■ **INSTRUCTIONS FOR THE TASK**: Quote every item below word for word, leaving out the pictures.

Begin INPUT RECORDS

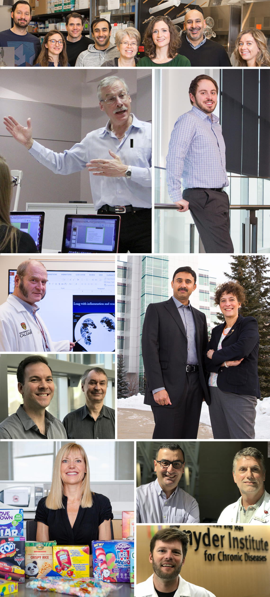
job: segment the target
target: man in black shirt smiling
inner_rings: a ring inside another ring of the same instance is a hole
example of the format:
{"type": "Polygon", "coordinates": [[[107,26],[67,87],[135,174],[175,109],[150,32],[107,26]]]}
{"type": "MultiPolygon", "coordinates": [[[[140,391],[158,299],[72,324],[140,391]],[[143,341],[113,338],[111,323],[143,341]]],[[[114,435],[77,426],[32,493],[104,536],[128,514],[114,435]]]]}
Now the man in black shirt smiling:
{"type": "Polygon", "coordinates": [[[86,369],[81,379],[86,404],[67,414],[63,424],[69,439],[114,439],[115,411],[103,404],[108,377],[103,369],[86,369]]]}

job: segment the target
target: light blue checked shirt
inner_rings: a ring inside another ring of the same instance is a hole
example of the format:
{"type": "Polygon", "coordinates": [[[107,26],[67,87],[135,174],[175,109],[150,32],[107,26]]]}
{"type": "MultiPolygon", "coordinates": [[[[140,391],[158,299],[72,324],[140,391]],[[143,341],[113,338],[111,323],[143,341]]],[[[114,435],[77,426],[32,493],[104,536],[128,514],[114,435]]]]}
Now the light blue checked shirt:
{"type": "Polygon", "coordinates": [[[106,204],[111,207],[151,208],[151,124],[132,116],[132,124],[121,141],[110,130],[108,121],[105,127],[88,133],[80,143],[75,143],[63,153],[56,153],[36,141],[34,141],[29,153],[55,174],[71,174],[83,170],[91,159],[113,159],[108,152],[110,149],[119,156],[123,164],[132,166],[131,178],[94,176],[89,172],[95,210],[106,204]]]}
{"type": "Polygon", "coordinates": [[[174,202],[183,198],[182,177],[184,189],[219,189],[229,184],[219,119],[195,106],[176,121],[166,160],[167,184],[174,202]]]}
{"type": "Polygon", "coordinates": [[[177,487],[167,499],[157,481],[136,490],[137,522],[200,522],[198,503],[177,487]]]}

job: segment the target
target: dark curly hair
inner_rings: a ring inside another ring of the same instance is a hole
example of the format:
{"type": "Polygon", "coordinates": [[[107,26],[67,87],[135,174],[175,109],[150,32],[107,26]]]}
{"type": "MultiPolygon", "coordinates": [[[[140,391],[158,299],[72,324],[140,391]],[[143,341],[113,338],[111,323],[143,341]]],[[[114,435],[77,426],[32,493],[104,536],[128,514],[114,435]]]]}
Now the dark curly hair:
{"type": "Polygon", "coordinates": [[[154,19],[152,19],[150,23],[148,23],[144,32],[144,39],[142,40],[145,54],[150,59],[156,58],[156,46],[153,41],[152,36],[154,26],[157,23],[160,23],[160,21],[163,21],[168,26],[170,32],[170,42],[169,44],[167,53],[168,58],[174,58],[175,54],[178,54],[178,50],[182,43],[180,33],[177,30],[175,25],[172,23],[170,19],[169,19],[168,17],[163,17],[162,15],[160,17],[155,17],[154,19]]]}
{"type": "Polygon", "coordinates": [[[215,304],[219,304],[221,295],[225,293],[226,294],[231,293],[236,297],[238,303],[244,303],[246,296],[243,286],[238,282],[224,282],[223,284],[219,284],[216,288],[215,293],[215,304]]]}

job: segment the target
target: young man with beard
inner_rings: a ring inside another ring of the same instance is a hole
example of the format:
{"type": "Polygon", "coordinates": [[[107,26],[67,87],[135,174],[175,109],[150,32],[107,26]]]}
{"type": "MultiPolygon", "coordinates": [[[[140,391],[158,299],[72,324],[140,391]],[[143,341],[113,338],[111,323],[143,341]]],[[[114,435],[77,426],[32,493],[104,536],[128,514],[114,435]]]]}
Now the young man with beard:
{"type": "Polygon", "coordinates": [[[196,500],[178,487],[185,468],[182,448],[178,444],[160,445],[154,463],[156,481],[137,488],[137,522],[200,522],[196,500]]]}
{"type": "Polygon", "coordinates": [[[95,43],[78,56],[75,66],[101,66],[105,61],[119,58],[120,52],[111,44],[111,25],[105,19],[95,19],[91,23],[91,32],[95,43]]]}
{"type": "Polygon", "coordinates": [[[190,112],[176,121],[167,156],[167,183],[179,211],[190,210],[206,253],[233,253],[225,146],[218,116],[218,87],[199,75],[189,89],[190,112]],[[181,177],[184,187],[181,193],[181,177]]]}
{"type": "Polygon", "coordinates": [[[31,14],[31,7],[26,0],[15,2],[11,8],[13,27],[0,33],[0,46],[14,48],[15,66],[33,66],[41,50],[39,38],[26,31],[31,14]]]}
{"type": "Polygon", "coordinates": [[[67,15],[66,29],[67,31],[66,39],[67,58],[70,66],[75,66],[79,54],[87,50],[94,42],[89,37],[82,35],[83,17],[79,13],[70,13],[67,15]]]}
{"type": "Polygon", "coordinates": [[[215,597],[203,587],[188,583],[180,576],[185,564],[188,536],[175,527],[163,528],[154,535],[150,543],[149,561],[152,576],[136,585],[136,597],[215,597]]]}
{"type": "Polygon", "coordinates": [[[207,39],[203,33],[206,26],[200,6],[185,15],[181,37],[181,53],[190,60],[191,66],[231,66],[229,58],[221,44],[207,39]]]}

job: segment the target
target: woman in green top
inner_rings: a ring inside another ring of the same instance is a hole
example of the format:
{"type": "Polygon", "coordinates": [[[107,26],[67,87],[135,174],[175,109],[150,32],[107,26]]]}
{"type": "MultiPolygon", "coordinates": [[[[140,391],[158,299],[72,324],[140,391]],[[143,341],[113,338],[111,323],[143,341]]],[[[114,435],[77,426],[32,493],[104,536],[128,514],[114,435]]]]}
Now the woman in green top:
{"type": "Polygon", "coordinates": [[[168,17],[155,17],[148,23],[142,42],[146,56],[136,66],[190,66],[185,56],[178,54],[181,37],[168,17]]]}

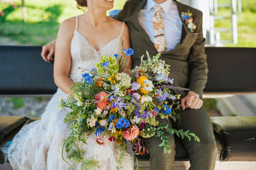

End INPUT RECORDS

■ **COMPLETE OUTPUT**:
job: segment the target
target: man in black shirt smiling
inner_rings: a ring inside another ring of the same instance is a hole
example of the format:
{"type": "Polygon", "coordinates": [[[107,26],[67,87],[135,174],[175,109],[150,32],[107,26]]]}
{"type": "MultiPolygon", "coordinates": [[[[140,391],[158,299],[72,324],[140,391]],[[143,341],[113,338],[111,323],[143,341]]],[[[114,435],[77,426],[32,493],[104,536],[128,514],[114,435]]]]}
Now the man in black shirt smiling:
{"type": "Polygon", "coordinates": [[[86,369],[81,379],[86,404],[67,414],[63,424],[69,439],[114,439],[115,411],[103,404],[108,377],[103,369],[86,369]]]}

job: segment the target
target: light blue checked shirt
inner_rings: a ring inside another ring of the same instance is a hole
example of the format:
{"type": "Polygon", "coordinates": [[[107,26],[67,87],[135,174],[175,109],[150,32],[107,26]]]}
{"type": "MultiPolygon", "coordinates": [[[[140,391],[158,299],[72,324],[140,391]],[[143,341],[113,338],[111,323],[143,341]]],[[[114,435],[77,426],[32,493],[104,536],[128,514],[114,435]]]]}
Now the light blue checked shirt:
{"type": "Polygon", "coordinates": [[[106,204],[111,207],[151,208],[151,124],[132,116],[132,124],[121,141],[110,130],[108,121],[105,127],[88,133],[80,143],[75,143],[63,153],[56,153],[36,141],[34,141],[29,153],[55,174],[71,174],[83,170],[91,159],[113,159],[108,152],[110,149],[119,156],[123,164],[132,166],[131,178],[94,176],[89,172],[95,210],[106,204]]]}
{"type": "Polygon", "coordinates": [[[174,202],[183,198],[182,177],[184,189],[219,189],[229,184],[219,119],[195,106],[176,121],[166,160],[167,184],[174,202]]]}
{"type": "Polygon", "coordinates": [[[177,487],[167,499],[157,481],[136,490],[137,522],[200,522],[198,503],[177,487]]]}

job: segment the target
target: dark curly hair
inner_rings: a ring inside another ring of the same instance is a hole
example of the format:
{"type": "Polygon", "coordinates": [[[107,26],[67,87],[135,174],[175,109],[150,32],[107,26]]]}
{"type": "MultiPolygon", "coordinates": [[[[140,391],[158,299],[72,324],[140,391]],[[143,341],[113,338],[111,323],[143,341]]],[[[114,435],[77,426],[32,493],[104,536],[128,514],[114,435]]]]}
Now the dark curly hair:
{"type": "Polygon", "coordinates": [[[154,19],[152,19],[150,23],[148,23],[144,32],[144,39],[142,40],[145,54],[150,59],[156,58],[156,46],[153,41],[152,36],[154,26],[157,23],[160,23],[160,21],[163,21],[168,26],[170,32],[170,42],[169,44],[167,53],[168,58],[174,58],[175,54],[178,54],[178,50],[182,43],[180,33],[177,30],[175,25],[172,23],[170,19],[169,19],[168,17],[163,17],[162,15],[160,17],[155,17],[154,19]]]}
{"type": "Polygon", "coordinates": [[[215,304],[219,304],[221,295],[225,293],[226,294],[231,293],[236,297],[238,303],[244,303],[246,296],[243,286],[238,282],[224,282],[223,284],[219,284],[216,288],[215,293],[215,304]]]}

job: segment the target
target: young man with beard
inner_rings: a ring inside another ring of the same instance is a hole
example of the format:
{"type": "Polygon", "coordinates": [[[107,26],[67,87],[135,174],[175,109],[150,32],[107,26]]]}
{"type": "MultiPolygon", "coordinates": [[[[140,391],[158,299],[72,324],[140,391]],[[143,341],[113,338],[111,323],[143,341]]],[[[114,435],[77,426],[32,493],[104,536],[128,514],[114,435]]]]}
Now the young man with beard:
{"type": "Polygon", "coordinates": [[[196,500],[178,487],[185,468],[182,448],[178,444],[160,445],[154,463],[156,481],[137,488],[137,522],[200,522],[196,500]]]}
{"type": "Polygon", "coordinates": [[[95,43],[78,56],[75,66],[101,66],[105,61],[119,58],[120,52],[111,44],[111,25],[105,19],[95,19],[91,23],[91,32],[95,43]]]}
{"type": "Polygon", "coordinates": [[[190,112],[176,121],[167,156],[167,183],[179,211],[190,210],[206,253],[233,253],[225,146],[218,116],[218,87],[199,75],[189,89],[190,112]],[[181,177],[184,187],[181,193],[181,177]]]}
{"type": "Polygon", "coordinates": [[[31,14],[31,7],[26,0],[15,2],[11,8],[13,27],[0,33],[0,46],[14,48],[15,66],[33,66],[41,50],[39,38],[26,31],[31,14]]]}
{"type": "Polygon", "coordinates": [[[67,15],[66,29],[67,31],[66,39],[67,58],[70,66],[75,66],[79,54],[87,50],[94,42],[89,37],[82,35],[83,17],[79,13],[70,13],[67,15]]]}
{"type": "Polygon", "coordinates": [[[215,597],[203,587],[188,583],[180,576],[185,564],[188,536],[175,527],[163,528],[154,535],[150,543],[149,561],[152,576],[136,585],[136,597],[215,597]]]}
{"type": "Polygon", "coordinates": [[[207,39],[203,33],[206,26],[200,6],[185,15],[181,37],[181,53],[190,60],[191,66],[231,66],[229,58],[221,44],[207,39]]]}

job: segment the target
target: woman in green top
inner_rings: a ring inside another ring of the same instance is a hole
example of the format:
{"type": "Polygon", "coordinates": [[[107,26],[67,87],[135,174],[175,109],[150,32],[107,26]]]}
{"type": "MultiPolygon", "coordinates": [[[[140,391],[158,299],[72,324],[140,391]],[[143,341],[113,338],[111,323],[143,341]]],[[[114,435],[77,426],[32,493],[104,536],[128,514],[114,435]]]]}
Now the woman in green top:
{"type": "Polygon", "coordinates": [[[168,17],[155,17],[148,23],[142,42],[146,56],[136,66],[190,66],[185,56],[178,54],[181,37],[168,17]]]}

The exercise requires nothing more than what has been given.